--- Start ---
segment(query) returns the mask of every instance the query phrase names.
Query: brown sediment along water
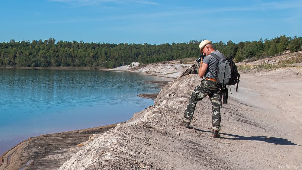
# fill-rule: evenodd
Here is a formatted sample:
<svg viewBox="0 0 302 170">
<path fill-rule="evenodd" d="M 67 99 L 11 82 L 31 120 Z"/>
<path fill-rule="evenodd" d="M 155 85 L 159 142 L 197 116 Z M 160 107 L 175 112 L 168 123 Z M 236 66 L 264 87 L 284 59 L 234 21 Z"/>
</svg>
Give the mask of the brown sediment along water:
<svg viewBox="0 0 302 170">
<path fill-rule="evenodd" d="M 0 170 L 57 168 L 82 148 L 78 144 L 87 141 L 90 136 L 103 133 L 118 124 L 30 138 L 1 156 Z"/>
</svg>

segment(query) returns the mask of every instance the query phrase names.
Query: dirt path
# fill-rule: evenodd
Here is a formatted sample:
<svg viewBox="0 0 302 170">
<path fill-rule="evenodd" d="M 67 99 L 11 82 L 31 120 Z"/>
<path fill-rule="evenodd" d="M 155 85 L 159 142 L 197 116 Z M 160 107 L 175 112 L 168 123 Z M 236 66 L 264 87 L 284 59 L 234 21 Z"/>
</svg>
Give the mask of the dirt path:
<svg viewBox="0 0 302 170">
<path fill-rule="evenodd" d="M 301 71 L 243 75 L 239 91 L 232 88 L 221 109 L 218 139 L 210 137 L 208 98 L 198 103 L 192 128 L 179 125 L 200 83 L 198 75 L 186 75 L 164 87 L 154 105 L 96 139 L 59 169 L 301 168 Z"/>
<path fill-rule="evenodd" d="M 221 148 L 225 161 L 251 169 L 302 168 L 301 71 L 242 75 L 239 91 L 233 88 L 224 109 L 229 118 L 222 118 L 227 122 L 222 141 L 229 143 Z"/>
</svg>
--- End ---
- [Stated problem]: Rewrite all of the material above with every "formatted sample" changed to "format example" and nothing else altered. Leave the pictures out.

- [Answer below]:
segment(query) returns the mask of every instance the query phrase names.
Query: brown sediment along water
# fill-rule: evenodd
Here is a format example:
<svg viewBox="0 0 302 170">
<path fill-rule="evenodd" d="M 67 99 L 11 82 L 31 120 Z"/>
<path fill-rule="evenodd" d="M 155 85 L 159 142 L 197 116 Z M 160 107 L 175 112 L 168 123 Z M 236 66 L 264 87 L 284 59 L 234 21 Z"/>
</svg>
Give the mask of the brown sediment along water:
<svg viewBox="0 0 302 170">
<path fill-rule="evenodd" d="M 0 170 L 57 168 L 82 148 L 78 144 L 87 141 L 90 136 L 103 133 L 118 124 L 30 138 L 1 156 Z"/>
</svg>

segment(query) returns the mask of every instance the query phrase names.
Query: dirt path
# fill-rule: evenodd
Here is a format example:
<svg viewBox="0 0 302 170">
<path fill-rule="evenodd" d="M 67 99 L 11 82 L 31 120 Z"/>
<path fill-rule="evenodd" d="M 155 85 L 159 142 L 197 116 Z M 160 107 L 175 112 L 168 123 Z M 236 66 L 264 87 L 284 59 L 234 21 Z"/>
</svg>
Give the mask of the dirt path:
<svg viewBox="0 0 302 170">
<path fill-rule="evenodd" d="M 301 71 L 243 75 L 239 91 L 232 88 L 221 109 L 218 139 L 210 137 L 208 98 L 198 103 L 192 128 L 179 125 L 200 83 L 198 75 L 186 75 L 164 87 L 154 105 L 96 139 L 59 169 L 301 168 Z"/>
<path fill-rule="evenodd" d="M 221 148 L 225 161 L 251 169 L 302 168 L 301 71 L 242 75 L 239 91 L 233 88 L 224 109 L 229 118 L 222 118 L 227 122 L 222 141 L 229 143 Z"/>
</svg>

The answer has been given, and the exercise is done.